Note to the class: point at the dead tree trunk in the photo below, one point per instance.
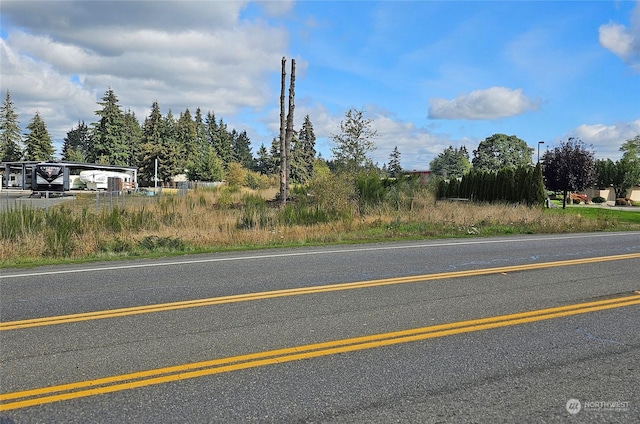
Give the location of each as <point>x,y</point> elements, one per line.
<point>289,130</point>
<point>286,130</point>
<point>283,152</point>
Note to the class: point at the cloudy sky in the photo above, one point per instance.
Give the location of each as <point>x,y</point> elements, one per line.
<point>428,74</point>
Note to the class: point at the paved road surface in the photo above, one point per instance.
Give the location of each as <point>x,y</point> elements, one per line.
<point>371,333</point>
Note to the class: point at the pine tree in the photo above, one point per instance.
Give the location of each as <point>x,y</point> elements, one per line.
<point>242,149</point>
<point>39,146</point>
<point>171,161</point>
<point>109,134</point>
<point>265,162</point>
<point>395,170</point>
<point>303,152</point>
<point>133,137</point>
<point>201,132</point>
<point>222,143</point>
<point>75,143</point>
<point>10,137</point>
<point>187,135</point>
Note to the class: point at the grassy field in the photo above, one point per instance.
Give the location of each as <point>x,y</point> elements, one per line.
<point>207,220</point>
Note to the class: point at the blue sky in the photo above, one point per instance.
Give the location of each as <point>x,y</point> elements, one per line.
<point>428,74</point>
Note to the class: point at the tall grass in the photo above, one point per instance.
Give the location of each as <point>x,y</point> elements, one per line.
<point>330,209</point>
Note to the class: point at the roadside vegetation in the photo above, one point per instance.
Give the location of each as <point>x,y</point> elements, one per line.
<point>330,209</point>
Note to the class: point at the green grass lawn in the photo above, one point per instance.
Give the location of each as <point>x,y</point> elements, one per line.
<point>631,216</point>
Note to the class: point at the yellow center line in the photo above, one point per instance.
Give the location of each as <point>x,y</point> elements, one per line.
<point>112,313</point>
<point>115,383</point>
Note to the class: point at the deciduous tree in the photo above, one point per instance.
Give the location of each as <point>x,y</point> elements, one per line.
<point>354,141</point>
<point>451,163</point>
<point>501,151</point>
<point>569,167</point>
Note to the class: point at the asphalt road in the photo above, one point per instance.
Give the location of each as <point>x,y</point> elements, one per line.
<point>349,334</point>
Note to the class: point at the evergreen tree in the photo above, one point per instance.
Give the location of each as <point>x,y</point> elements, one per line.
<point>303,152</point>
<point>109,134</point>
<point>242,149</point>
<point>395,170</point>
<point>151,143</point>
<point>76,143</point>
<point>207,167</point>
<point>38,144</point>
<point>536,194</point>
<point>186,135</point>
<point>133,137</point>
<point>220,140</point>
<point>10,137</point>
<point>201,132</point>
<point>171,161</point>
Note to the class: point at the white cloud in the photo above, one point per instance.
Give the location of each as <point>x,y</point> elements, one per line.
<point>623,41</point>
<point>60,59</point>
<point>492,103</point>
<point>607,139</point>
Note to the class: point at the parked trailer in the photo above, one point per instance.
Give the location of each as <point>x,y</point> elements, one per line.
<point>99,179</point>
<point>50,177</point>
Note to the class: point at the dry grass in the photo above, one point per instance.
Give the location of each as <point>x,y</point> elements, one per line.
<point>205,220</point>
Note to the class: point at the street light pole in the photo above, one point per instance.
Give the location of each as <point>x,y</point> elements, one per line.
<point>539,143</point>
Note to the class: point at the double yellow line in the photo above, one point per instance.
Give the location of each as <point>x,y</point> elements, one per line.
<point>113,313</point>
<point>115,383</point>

====================

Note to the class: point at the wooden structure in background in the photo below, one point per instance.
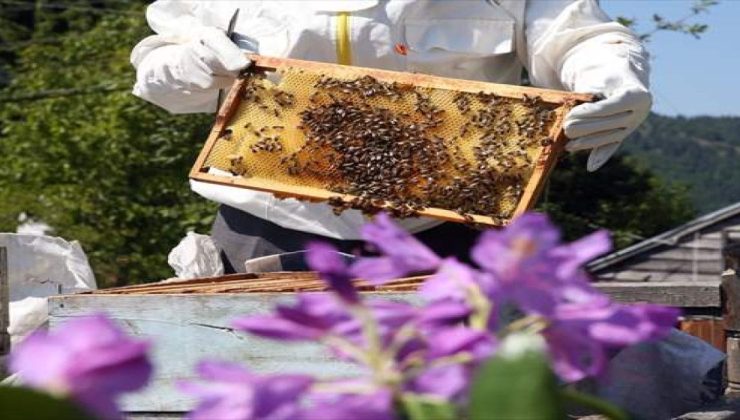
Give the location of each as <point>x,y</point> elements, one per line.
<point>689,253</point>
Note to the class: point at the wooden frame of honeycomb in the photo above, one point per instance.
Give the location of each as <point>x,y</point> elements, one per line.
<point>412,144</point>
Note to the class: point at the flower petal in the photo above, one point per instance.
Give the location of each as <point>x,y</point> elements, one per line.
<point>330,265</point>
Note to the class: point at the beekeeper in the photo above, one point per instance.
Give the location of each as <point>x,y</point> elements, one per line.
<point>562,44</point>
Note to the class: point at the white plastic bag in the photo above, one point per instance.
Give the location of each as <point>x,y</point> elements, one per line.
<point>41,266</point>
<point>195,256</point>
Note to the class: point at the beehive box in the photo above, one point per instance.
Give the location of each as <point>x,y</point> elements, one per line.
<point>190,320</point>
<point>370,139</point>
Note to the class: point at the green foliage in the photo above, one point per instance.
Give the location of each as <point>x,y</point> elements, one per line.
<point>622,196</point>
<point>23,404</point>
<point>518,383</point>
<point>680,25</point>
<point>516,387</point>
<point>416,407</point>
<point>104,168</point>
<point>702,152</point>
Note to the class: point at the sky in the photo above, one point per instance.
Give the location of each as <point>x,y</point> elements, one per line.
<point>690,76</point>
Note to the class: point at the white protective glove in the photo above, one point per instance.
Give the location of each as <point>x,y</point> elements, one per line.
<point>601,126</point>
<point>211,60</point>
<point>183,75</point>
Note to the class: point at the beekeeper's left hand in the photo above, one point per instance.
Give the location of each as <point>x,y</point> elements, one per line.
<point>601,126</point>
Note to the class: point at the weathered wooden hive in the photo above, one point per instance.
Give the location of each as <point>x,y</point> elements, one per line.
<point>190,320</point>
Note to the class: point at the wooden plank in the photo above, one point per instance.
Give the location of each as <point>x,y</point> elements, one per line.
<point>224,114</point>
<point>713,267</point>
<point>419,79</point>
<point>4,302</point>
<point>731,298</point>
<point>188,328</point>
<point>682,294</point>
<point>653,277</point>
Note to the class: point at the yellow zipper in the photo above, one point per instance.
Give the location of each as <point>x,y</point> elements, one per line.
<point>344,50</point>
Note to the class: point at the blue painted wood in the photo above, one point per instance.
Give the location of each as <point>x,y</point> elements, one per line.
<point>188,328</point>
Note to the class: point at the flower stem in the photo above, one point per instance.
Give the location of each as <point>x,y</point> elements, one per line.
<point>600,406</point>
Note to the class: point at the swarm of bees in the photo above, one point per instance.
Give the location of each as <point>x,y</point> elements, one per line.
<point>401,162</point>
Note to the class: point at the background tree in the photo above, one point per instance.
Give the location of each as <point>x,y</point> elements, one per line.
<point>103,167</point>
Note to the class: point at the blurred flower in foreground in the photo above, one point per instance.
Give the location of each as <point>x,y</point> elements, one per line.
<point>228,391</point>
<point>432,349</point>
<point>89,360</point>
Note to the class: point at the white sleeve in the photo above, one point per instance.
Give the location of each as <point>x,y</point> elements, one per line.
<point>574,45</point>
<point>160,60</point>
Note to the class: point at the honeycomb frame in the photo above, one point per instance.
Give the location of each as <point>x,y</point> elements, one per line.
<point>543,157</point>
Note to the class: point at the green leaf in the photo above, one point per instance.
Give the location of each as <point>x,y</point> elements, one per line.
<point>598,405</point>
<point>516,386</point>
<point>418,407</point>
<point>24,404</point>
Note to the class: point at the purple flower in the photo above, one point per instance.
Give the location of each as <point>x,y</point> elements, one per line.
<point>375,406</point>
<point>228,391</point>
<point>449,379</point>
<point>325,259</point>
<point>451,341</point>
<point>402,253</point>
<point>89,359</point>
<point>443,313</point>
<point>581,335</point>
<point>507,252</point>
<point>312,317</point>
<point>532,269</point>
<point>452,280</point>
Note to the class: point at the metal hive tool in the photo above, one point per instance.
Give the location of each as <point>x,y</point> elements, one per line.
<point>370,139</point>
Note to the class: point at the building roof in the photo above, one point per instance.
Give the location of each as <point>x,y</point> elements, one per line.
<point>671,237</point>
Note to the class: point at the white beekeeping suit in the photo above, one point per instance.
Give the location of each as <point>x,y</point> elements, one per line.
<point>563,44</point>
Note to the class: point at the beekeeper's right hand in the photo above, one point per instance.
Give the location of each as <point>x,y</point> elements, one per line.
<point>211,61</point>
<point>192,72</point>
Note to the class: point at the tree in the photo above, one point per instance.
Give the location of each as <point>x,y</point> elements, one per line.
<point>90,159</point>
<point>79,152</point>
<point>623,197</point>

====================

▶ [Instructions for the task]:
Rewrite the lines starting with the line that contains "Note to the class: point at the street" and going on through the line that contains "<point>539,143</point>", changing "street light pole" to "lamp post" and keeping everything else the same.

▶ [Complete output]:
Note to the class: point at the lamp post in the photo above, one point per instance.
Give the location of each as <point>x,y</point> elements, one per line.
<point>539,143</point>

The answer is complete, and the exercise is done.